**TASK INPUT**.
* * *

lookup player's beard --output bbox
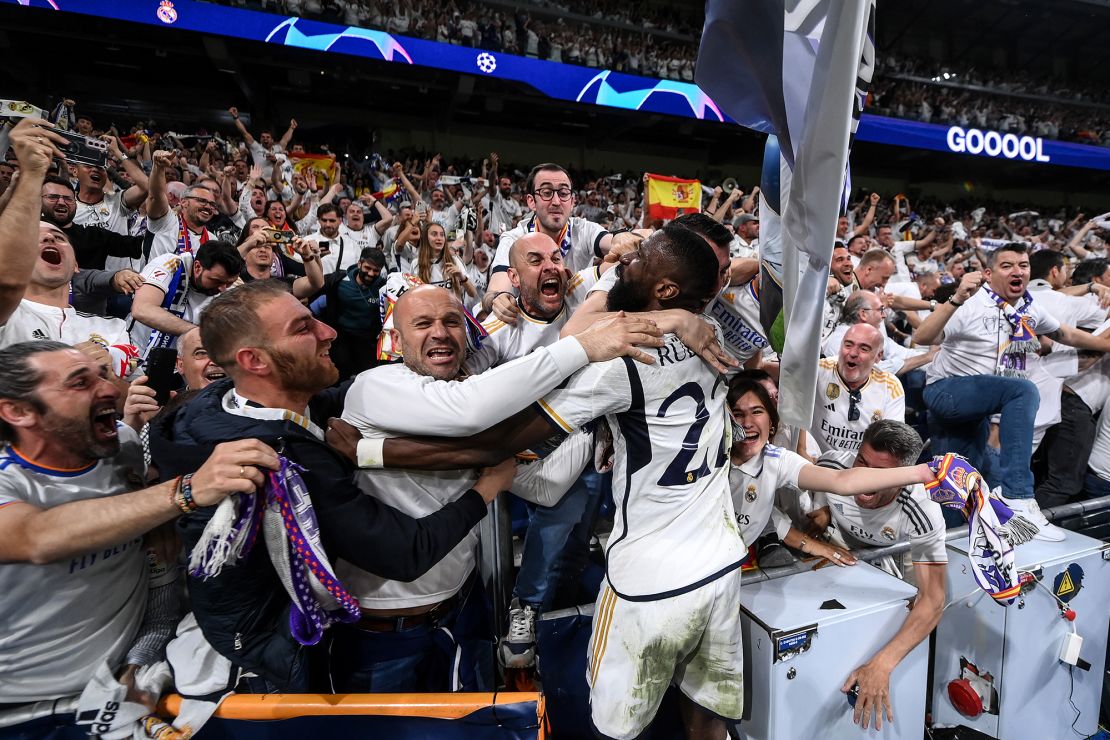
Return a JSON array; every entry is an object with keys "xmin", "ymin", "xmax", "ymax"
[
  {"xmin": 42, "ymin": 412, "xmax": 120, "ymax": 460},
  {"xmin": 266, "ymin": 343, "xmax": 340, "ymax": 394}
]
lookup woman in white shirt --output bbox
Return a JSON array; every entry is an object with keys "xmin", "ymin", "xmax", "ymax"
[
  {"xmin": 727, "ymin": 377, "xmax": 936, "ymax": 566},
  {"xmin": 416, "ymin": 222, "xmax": 477, "ymax": 302}
]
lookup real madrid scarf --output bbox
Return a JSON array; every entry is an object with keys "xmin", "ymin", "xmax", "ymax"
[
  {"xmin": 925, "ymin": 453, "xmax": 1037, "ymax": 606},
  {"xmin": 189, "ymin": 388, "xmax": 360, "ymax": 645},
  {"xmin": 983, "ymin": 285, "xmax": 1039, "ymax": 377},
  {"xmin": 143, "ymin": 257, "xmax": 192, "ymax": 359}
]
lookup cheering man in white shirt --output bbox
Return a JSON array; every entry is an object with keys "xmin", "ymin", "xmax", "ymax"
[
  {"xmin": 809, "ymin": 324, "xmax": 906, "ymax": 453},
  {"xmin": 914, "ymin": 243, "xmax": 1110, "ymax": 540}
]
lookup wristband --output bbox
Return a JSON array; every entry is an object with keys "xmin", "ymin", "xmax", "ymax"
[{"xmin": 355, "ymin": 437, "xmax": 385, "ymax": 470}]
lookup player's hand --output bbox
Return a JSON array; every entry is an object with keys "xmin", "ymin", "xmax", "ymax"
[
  {"xmin": 474, "ymin": 457, "xmax": 516, "ymax": 504},
  {"xmin": 605, "ymin": 231, "xmax": 644, "ymax": 262},
  {"xmin": 8, "ymin": 119, "xmax": 68, "ymax": 176},
  {"xmin": 324, "ymin": 417, "xmax": 362, "ymax": 465},
  {"xmin": 656, "ymin": 311, "xmax": 740, "ymax": 373},
  {"xmin": 112, "ymin": 270, "xmax": 142, "ymax": 295},
  {"xmin": 490, "ymin": 293, "xmax": 521, "ymax": 325},
  {"xmin": 806, "ymin": 506, "xmax": 833, "ymax": 536},
  {"xmin": 840, "ymin": 656, "xmax": 895, "ymax": 731},
  {"xmin": 123, "ymin": 375, "xmax": 162, "ymax": 432},
  {"xmin": 192, "ymin": 439, "xmax": 279, "ymax": 506},
  {"xmin": 952, "ymin": 271, "xmax": 986, "ymax": 303},
  {"xmin": 576, "ymin": 311, "xmax": 663, "ymax": 365},
  {"xmin": 809, "ymin": 540, "xmax": 857, "ymax": 568}
]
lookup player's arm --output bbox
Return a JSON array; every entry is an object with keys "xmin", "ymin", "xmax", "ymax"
[
  {"xmin": 840, "ymin": 562, "xmax": 947, "ymax": 730},
  {"xmin": 343, "ymin": 315, "xmax": 662, "ymax": 439},
  {"xmin": 0, "ymin": 439, "xmax": 278, "ymax": 565},
  {"xmin": 798, "ymin": 463, "xmax": 937, "ymax": 496}
]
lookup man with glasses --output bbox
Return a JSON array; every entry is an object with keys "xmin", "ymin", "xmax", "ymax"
[
  {"xmin": 70, "ymin": 136, "xmax": 147, "ymax": 235},
  {"xmin": 809, "ymin": 323, "xmax": 906, "ymax": 453},
  {"xmin": 482, "ymin": 162, "xmax": 643, "ymax": 324},
  {"xmin": 131, "ymin": 240, "xmax": 243, "ymax": 356}
]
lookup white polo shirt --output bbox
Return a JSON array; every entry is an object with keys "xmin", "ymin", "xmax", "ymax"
[
  {"xmin": 809, "ymin": 357, "xmax": 906, "ymax": 453},
  {"xmin": 926, "ymin": 290, "xmax": 1060, "ymax": 383}
]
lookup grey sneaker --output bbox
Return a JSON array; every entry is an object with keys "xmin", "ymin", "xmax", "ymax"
[
  {"xmin": 998, "ymin": 495, "xmax": 1066, "ymax": 543},
  {"xmin": 497, "ymin": 598, "xmax": 536, "ymax": 668}
]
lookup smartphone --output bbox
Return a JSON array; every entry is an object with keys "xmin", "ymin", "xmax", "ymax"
[
  {"xmin": 147, "ymin": 347, "xmax": 178, "ymax": 406},
  {"xmin": 53, "ymin": 129, "xmax": 108, "ymax": 168}
]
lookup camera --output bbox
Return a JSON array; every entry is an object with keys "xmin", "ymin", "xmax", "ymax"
[{"xmin": 54, "ymin": 129, "xmax": 108, "ymax": 168}]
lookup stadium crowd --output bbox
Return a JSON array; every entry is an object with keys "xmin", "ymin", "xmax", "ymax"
[
  {"xmin": 0, "ymin": 103, "xmax": 1110, "ymax": 737},
  {"xmin": 204, "ymin": 0, "xmax": 1110, "ymax": 146}
]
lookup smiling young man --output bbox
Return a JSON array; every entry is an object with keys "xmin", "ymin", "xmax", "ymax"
[
  {"xmin": 150, "ymin": 281, "xmax": 510, "ymax": 691},
  {"xmin": 0, "ymin": 342, "xmax": 276, "ymax": 718},
  {"xmin": 914, "ymin": 243, "xmax": 1110, "ymax": 541},
  {"xmin": 814, "ymin": 419, "xmax": 948, "ymax": 730},
  {"xmin": 809, "ymin": 324, "xmax": 906, "ymax": 453}
]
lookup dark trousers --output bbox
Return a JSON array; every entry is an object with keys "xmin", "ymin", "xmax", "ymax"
[{"xmin": 1036, "ymin": 386, "xmax": 1094, "ymax": 508}]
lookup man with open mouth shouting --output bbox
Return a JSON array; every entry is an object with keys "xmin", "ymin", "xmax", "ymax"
[{"xmin": 914, "ymin": 243, "xmax": 1110, "ymax": 541}]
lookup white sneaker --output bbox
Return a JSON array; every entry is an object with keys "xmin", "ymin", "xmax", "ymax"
[{"xmin": 998, "ymin": 495, "xmax": 1066, "ymax": 543}]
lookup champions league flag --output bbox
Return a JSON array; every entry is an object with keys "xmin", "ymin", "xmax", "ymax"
[{"xmin": 695, "ymin": 0, "xmax": 875, "ymax": 427}]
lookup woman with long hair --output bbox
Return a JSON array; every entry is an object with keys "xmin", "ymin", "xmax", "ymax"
[
  {"xmin": 415, "ymin": 222, "xmax": 477, "ymax": 301},
  {"xmin": 727, "ymin": 377, "xmax": 937, "ymax": 566}
]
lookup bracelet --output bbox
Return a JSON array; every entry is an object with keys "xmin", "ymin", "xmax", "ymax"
[
  {"xmin": 173, "ymin": 473, "xmax": 200, "ymax": 514},
  {"xmin": 170, "ymin": 475, "xmax": 181, "ymax": 508}
]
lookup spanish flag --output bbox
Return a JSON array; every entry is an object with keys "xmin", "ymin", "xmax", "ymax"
[{"xmin": 647, "ymin": 173, "xmax": 702, "ymax": 219}]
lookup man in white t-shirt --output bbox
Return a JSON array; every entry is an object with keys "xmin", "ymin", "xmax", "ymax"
[
  {"xmin": 0, "ymin": 341, "xmax": 278, "ymax": 718},
  {"xmin": 809, "ymin": 324, "xmax": 906, "ymax": 453},
  {"xmin": 814, "ymin": 419, "xmax": 948, "ymax": 729},
  {"xmin": 482, "ymin": 162, "xmax": 642, "ymax": 324},
  {"xmin": 131, "ymin": 241, "xmax": 243, "ymax": 356},
  {"xmin": 71, "ymin": 136, "xmax": 147, "ymax": 236},
  {"xmin": 914, "ymin": 243, "xmax": 1110, "ymax": 540}
]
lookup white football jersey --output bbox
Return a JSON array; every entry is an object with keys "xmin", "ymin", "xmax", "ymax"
[
  {"xmin": 335, "ymin": 337, "xmax": 587, "ymax": 609},
  {"xmin": 809, "ymin": 357, "xmax": 906, "ymax": 453},
  {"xmin": 814, "ymin": 452, "xmax": 948, "ymax": 562},
  {"xmin": 0, "ymin": 425, "xmax": 148, "ymax": 703},
  {"xmin": 0, "ymin": 298, "xmax": 131, "ymax": 347},
  {"xmin": 536, "ymin": 334, "xmax": 745, "ymax": 600},
  {"xmin": 73, "ymin": 191, "xmax": 134, "ymax": 236}
]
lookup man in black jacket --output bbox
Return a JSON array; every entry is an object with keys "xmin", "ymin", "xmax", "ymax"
[{"xmin": 151, "ymin": 281, "xmax": 513, "ymax": 691}]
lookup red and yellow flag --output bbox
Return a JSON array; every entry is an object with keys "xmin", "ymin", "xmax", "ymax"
[
  {"xmin": 647, "ymin": 173, "xmax": 702, "ymax": 219},
  {"xmin": 289, "ymin": 154, "xmax": 340, "ymax": 190}
]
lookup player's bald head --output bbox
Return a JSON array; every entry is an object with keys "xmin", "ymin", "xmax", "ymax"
[
  {"xmin": 393, "ymin": 285, "xmax": 463, "ymax": 324},
  {"xmin": 392, "ymin": 285, "xmax": 466, "ymax": 381},
  {"xmin": 508, "ymin": 232, "xmax": 559, "ymax": 270}
]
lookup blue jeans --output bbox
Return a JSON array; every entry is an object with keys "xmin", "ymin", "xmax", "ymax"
[
  {"xmin": 1083, "ymin": 468, "xmax": 1110, "ymax": 498},
  {"xmin": 925, "ymin": 375, "xmax": 1040, "ymax": 498},
  {"xmin": 513, "ymin": 465, "xmax": 601, "ymax": 611},
  {"xmin": 329, "ymin": 577, "xmax": 494, "ymax": 693}
]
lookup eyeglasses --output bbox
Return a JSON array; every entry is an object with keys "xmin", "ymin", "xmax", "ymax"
[
  {"xmin": 532, "ymin": 187, "xmax": 574, "ymax": 202},
  {"xmin": 848, "ymin": 391, "xmax": 860, "ymax": 422}
]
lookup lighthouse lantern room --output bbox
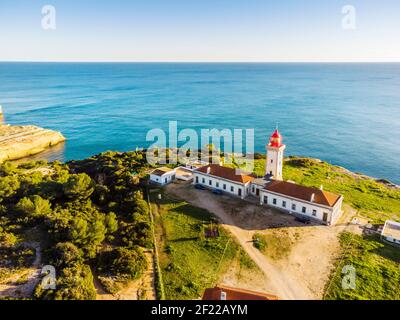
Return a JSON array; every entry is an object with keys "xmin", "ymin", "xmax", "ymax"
[{"xmin": 265, "ymin": 129, "xmax": 286, "ymax": 180}]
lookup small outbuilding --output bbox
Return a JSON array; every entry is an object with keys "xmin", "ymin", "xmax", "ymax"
[
  {"xmin": 381, "ymin": 220, "xmax": 400, "ymax": 245},
  {"xmin": 150, "ymin": 167, "xmax": 176, "ymax": 185},
  {"xmin": 202, "ymin": 285, "xmax": 279, "ymax": 301}
]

* * *

**BRIEF**. Report how many lines of the listing above contain the word "flag", and give only the number.

**THE RESPONSE**. 3